Market Prices Reflect The Economic Realities

It doesn’t work that way in the stock market. Market prices always reflect the economic realities eventually. But it can take a long time for the two to line up. The fair-value CAPE value is 17. Except for a brief time in the immediate aftermath of the 2008 economic crisis, we have not seen 17 for many years. The CAPE value travelled to the mid-20s in the mid-90s and has remained there or higher ever since (with the exception of those few months in early 2009). That’s 25 years. One reason why it is hard for Buy-and-Holders to accept Shiller’s research findings is that they suggest that the stock market works in ways that do not apply for other markets.

Why does the stock market behave so strangely?

The biggest reason is that there are few investors who favor low prices. In all other markets, people who own the good being sold prefer that a high price be assigned to it and people seeking to obtain the good prefer that a low price be assigned. If only it were that way in the stock market! If it were, there would still be price changes because the productivity gains that we see each year justify an increase in price of 6.5 percent real. But price changes of much more than that or of much less than that would be unusual. If the price rose by more than that, people who were buying would become wary of paying the higher price because they would understand that higher prices mean reduced long-term returns. Demand would slacken, forcing lower, more reasonable, more realistic and more sustainable prices.

▸ Excerpted data
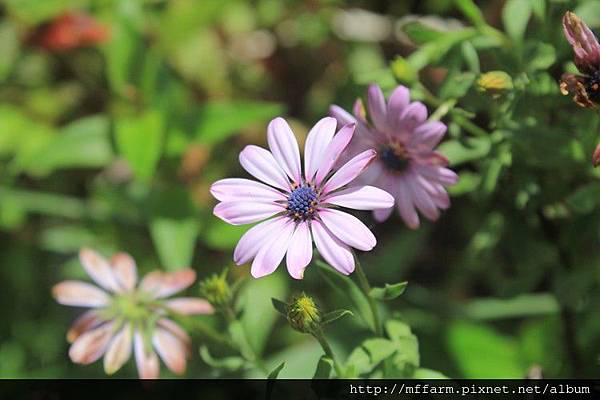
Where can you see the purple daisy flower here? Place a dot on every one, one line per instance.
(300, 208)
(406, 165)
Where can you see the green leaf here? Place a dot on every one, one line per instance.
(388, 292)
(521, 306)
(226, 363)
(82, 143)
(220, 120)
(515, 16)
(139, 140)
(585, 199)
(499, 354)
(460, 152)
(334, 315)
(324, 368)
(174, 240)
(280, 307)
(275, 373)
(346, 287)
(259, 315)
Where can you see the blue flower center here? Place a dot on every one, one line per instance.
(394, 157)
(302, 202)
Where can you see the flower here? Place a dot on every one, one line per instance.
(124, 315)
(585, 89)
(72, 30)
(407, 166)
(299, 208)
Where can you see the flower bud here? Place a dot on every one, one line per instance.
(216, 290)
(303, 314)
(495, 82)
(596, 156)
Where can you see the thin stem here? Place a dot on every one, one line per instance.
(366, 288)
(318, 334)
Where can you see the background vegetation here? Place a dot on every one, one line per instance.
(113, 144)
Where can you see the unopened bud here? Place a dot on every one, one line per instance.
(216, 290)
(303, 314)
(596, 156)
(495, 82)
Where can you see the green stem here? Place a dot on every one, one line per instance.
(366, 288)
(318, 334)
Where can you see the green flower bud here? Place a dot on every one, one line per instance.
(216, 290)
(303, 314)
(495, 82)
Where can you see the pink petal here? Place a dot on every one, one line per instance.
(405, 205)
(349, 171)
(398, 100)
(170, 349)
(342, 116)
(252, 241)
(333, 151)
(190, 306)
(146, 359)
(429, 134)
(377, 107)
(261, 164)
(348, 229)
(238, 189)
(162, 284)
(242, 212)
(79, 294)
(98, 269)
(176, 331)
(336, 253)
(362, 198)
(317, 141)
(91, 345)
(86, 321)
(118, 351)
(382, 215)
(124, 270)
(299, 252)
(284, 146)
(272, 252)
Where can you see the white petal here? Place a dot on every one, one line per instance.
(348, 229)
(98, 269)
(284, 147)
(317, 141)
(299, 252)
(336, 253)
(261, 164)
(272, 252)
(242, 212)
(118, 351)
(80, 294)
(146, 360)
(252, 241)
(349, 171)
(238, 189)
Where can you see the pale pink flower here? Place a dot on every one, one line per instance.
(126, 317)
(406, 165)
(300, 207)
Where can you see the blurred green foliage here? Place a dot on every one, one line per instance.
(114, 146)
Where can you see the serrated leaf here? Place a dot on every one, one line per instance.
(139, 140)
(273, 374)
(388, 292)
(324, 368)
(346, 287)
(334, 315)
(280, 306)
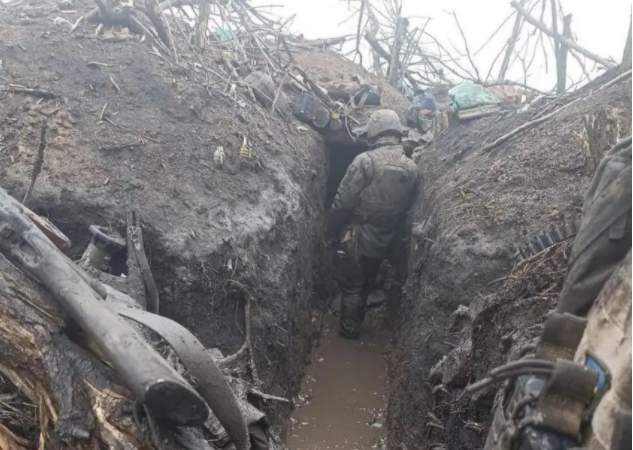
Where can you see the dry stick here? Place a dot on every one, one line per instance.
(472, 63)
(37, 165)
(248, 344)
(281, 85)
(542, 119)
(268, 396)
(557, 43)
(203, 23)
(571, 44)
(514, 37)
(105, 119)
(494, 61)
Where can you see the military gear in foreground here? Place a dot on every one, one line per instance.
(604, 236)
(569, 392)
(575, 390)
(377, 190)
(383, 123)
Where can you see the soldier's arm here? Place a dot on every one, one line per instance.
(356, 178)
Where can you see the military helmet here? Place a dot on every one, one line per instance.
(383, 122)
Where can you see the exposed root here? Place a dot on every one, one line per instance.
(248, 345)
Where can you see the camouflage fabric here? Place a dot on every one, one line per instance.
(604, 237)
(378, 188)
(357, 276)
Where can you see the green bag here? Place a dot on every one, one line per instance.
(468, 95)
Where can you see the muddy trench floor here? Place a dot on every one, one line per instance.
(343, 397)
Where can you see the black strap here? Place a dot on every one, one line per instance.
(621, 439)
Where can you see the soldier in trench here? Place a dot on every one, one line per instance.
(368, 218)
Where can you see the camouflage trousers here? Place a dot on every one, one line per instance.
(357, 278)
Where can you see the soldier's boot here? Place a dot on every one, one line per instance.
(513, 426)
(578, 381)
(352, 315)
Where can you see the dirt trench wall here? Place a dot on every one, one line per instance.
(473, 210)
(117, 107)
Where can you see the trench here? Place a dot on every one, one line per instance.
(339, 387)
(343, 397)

==

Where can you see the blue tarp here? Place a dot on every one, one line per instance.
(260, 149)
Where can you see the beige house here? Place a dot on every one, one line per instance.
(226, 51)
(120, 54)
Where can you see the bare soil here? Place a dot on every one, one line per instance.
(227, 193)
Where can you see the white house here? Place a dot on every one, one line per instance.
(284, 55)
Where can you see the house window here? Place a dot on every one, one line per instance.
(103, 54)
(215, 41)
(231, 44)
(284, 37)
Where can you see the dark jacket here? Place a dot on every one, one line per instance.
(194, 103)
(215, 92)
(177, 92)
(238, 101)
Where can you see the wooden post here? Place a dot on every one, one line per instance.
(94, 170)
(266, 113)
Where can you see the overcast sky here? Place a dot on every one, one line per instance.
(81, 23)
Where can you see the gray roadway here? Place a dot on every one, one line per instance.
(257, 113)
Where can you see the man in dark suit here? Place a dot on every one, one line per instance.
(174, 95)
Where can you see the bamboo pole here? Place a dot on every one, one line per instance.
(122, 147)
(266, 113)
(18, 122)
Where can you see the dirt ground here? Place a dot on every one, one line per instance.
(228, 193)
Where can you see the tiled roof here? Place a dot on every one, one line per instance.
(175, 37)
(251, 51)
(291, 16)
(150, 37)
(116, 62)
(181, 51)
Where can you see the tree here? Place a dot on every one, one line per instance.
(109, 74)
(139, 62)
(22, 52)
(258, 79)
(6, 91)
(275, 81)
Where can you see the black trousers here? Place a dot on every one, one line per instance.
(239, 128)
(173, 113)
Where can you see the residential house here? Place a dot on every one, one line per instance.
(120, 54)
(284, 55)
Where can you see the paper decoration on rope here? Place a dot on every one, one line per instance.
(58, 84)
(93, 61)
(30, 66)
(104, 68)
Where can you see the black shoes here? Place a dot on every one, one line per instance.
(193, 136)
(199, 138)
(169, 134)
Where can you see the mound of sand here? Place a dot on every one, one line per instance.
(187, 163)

--

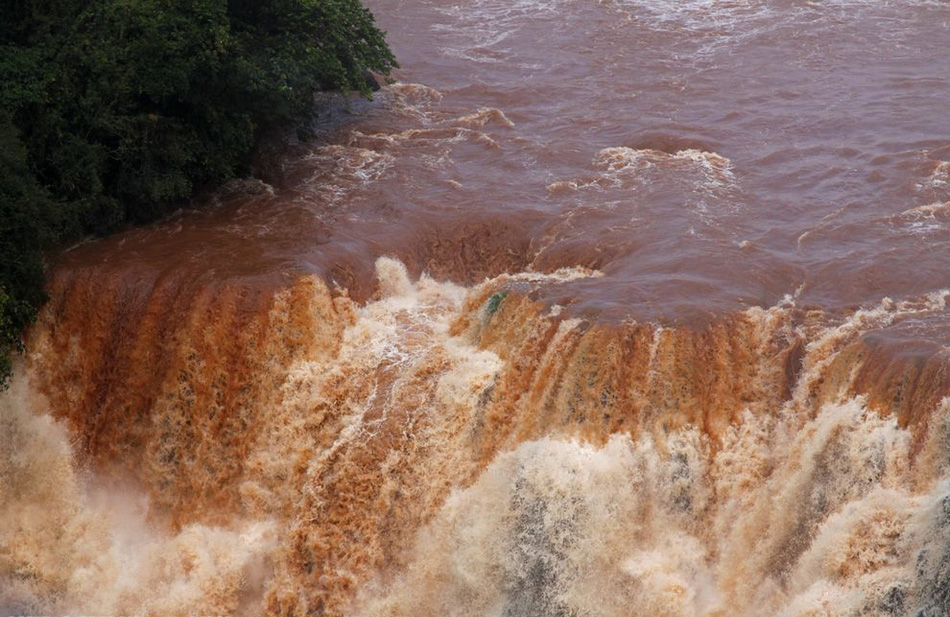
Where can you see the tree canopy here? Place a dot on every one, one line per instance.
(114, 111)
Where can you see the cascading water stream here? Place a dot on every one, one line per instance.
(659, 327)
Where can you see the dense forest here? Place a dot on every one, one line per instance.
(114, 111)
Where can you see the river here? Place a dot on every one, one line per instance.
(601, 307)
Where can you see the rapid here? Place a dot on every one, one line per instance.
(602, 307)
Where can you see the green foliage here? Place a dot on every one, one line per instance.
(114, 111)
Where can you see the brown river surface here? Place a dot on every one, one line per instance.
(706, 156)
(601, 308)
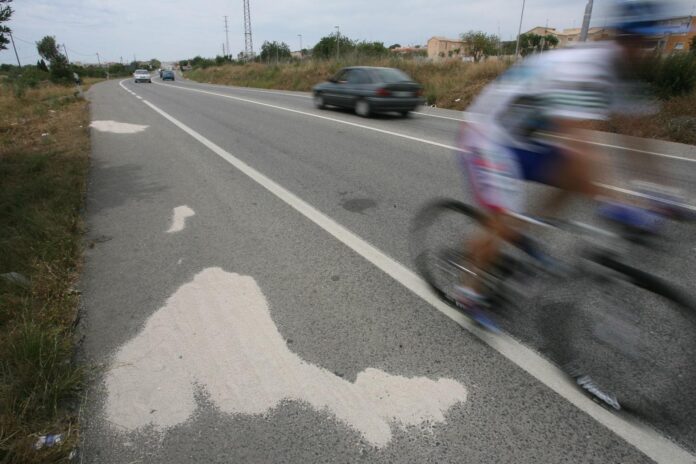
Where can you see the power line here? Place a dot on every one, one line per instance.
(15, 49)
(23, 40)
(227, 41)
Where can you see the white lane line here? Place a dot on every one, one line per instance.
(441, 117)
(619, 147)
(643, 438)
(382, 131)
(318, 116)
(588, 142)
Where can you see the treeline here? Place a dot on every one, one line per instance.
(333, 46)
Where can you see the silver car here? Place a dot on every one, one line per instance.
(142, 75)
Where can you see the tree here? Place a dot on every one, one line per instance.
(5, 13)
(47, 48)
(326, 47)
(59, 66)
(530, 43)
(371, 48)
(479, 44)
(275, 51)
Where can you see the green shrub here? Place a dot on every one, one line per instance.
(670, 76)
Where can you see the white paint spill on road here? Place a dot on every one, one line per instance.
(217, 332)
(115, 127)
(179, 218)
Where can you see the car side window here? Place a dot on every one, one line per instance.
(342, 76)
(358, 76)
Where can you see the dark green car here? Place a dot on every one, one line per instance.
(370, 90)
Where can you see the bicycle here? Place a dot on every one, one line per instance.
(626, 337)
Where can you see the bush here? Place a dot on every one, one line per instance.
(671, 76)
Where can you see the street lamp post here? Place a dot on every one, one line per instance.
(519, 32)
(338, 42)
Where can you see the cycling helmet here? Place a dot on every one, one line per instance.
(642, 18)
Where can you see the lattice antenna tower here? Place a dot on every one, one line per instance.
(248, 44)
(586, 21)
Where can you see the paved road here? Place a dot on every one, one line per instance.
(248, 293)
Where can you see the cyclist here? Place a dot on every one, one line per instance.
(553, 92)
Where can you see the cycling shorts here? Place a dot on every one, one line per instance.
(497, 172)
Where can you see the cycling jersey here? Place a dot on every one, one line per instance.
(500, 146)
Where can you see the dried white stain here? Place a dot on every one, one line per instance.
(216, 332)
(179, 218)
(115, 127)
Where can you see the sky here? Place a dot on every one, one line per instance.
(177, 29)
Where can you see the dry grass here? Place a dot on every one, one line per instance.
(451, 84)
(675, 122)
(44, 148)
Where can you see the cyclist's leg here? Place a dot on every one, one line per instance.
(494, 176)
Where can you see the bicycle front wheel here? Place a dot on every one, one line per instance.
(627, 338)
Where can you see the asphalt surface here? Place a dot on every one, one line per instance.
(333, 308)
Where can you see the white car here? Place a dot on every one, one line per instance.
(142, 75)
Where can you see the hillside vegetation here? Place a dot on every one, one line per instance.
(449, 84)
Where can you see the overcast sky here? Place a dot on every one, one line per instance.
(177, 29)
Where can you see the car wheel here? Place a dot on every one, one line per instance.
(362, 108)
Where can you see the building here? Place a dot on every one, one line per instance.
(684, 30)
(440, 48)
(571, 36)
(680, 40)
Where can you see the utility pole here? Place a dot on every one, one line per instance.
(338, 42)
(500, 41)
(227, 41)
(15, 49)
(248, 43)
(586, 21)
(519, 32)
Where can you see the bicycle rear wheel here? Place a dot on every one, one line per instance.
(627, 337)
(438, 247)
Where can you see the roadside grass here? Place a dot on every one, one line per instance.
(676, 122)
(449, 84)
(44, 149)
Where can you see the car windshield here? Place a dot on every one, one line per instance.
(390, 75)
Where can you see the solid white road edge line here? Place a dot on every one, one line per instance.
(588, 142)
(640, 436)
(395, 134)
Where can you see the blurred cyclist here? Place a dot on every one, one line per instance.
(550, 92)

▸ Objective
Summarize the passage on stock market prices in two sentences.

▸ The output
Stock market prices eventually reflect economic realities but can take a long time to line up with them: the CAPE value has been in the mid-20s or higher for about 25 years, apart from a few months in early 2009, while its fair value is 17. The biggest reason is that few stock investors favor low prices, whereas in other markets those seeking a good want a low price; if stocks worked that way, buyers wary of reduced long-term returns would slacken demand whenever prices rose too far, forcing more sustainable prices.